● DOCUMENT SECTION
'''
[Beowulf] standards for GFLOPS / power consumption measurement?

Tue May 10 11:59:23 PDT 2005

Robert:
your point is well made, and understood.  perhaps i should have included a
disclaimer stating that i wasn't *actually* advocating building a cluster
out of 386's to compete in GFLOP space with any new cluster.  the point i
was making was that it isn't fair to compare _construction cost_ per GFLOP
on machines constructed using parts that magical fairies are handing out
for free.  if you read Vincent's original post, he mentiones buying used
parts and getting network parts for free and comparing the construction
cost per GFLOP to KRONOS, kind of defeating the purpose of the article.

cheers,
twb

On Tue, 10 May 2005, Robert G. Brown wrote:

> On Tue, 10 May 2005, Timothy Bole wrote:
>
> > this seems to me, at least, to be a bit of an unfair comparison.  if
> > someone were to just give me a cluster with 80386 processors, then i would
> > tie for the lead forever, as 0/{any number>0}=0. {not counting if someone
> > were to *pay* me to take said cluster of 80386's}...
'''
● PROBLEM SET
A) Quote the passage from the Beowulf mailing list post starting at "[Beowulf] standards for" and ending at "of the article.".
B) Write out the listing again, starting at the line containing "The element I'm looking for is the concrete pier" and ending at the listing's last line. Copy the request lines unchanged, and multiply each bounding box coordinate by 1.1, rounding to whole numbers with halves rounded up.

● INPUT
'''
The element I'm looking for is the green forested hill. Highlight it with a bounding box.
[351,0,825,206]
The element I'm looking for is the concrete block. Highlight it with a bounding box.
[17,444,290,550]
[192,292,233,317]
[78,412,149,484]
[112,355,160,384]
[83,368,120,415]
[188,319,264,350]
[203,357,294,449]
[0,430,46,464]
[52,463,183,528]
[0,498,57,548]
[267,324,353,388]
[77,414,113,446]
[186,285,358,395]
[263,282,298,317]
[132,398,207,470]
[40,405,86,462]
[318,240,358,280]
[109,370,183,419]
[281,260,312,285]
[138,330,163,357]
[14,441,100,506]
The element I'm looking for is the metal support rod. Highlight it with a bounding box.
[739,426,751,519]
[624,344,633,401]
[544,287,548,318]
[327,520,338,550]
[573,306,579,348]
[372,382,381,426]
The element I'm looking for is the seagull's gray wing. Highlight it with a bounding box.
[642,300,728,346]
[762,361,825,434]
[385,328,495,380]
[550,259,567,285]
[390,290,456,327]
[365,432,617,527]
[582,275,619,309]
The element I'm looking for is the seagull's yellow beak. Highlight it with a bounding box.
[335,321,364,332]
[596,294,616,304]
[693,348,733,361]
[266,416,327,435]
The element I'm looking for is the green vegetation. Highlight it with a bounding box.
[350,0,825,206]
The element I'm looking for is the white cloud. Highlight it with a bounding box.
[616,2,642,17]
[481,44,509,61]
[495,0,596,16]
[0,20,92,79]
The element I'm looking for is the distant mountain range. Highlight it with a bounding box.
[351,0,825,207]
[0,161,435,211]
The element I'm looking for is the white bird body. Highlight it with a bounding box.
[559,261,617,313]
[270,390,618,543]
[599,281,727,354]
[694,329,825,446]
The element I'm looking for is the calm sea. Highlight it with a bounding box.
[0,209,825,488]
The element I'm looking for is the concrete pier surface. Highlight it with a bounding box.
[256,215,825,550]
'''
● THE REPLIES
A)
[Beowulf] standards for GFLOPS / power consumption measurement?

Tue May 10 11:59:23 PDT 2005

Robert:
your point is well made, and understood.  perhaps i should have included a
disclaimer stating that i wasn't *actually* advocating building a cluster
out of 386's to compete in GFLOP space with any new cluster.  the point i
was making was that it isn't fair to compare _construction cost_ per GFLOP
on machines constructed using parts that magical fairies are handing out
for free.  if you read Vincent's original post, he mentiones buying used
parts and getting network parts for free and comparing the construction
cost per GFLOP to KRONOS, kind of defeating the purpose of the article.

B)
The element I'm looking for is the concrete pier surface. Highlight it with a bounding box.
[282,237,908,605]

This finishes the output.